--- START ---
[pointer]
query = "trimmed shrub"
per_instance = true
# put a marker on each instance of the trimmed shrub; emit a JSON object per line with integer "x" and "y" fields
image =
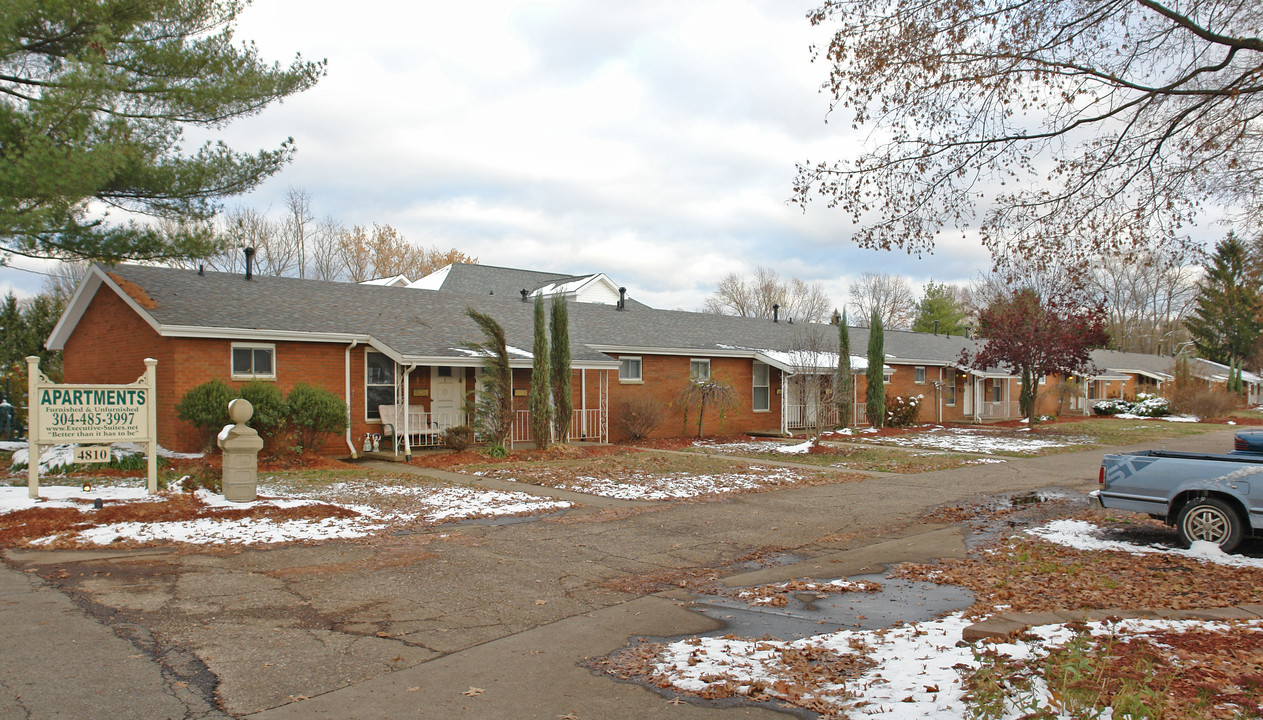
--- END ---
* [Directions]: For this exercise, transcribe the entries verbatim and skip all pictures.

* [Solution for this problem]:
[pointer]
query = "trimmed shrub"
per_instance = true
# put a marker on each instance of the trimmed shrub; emit a JSON object per line with integer "x" and "y" fields
image =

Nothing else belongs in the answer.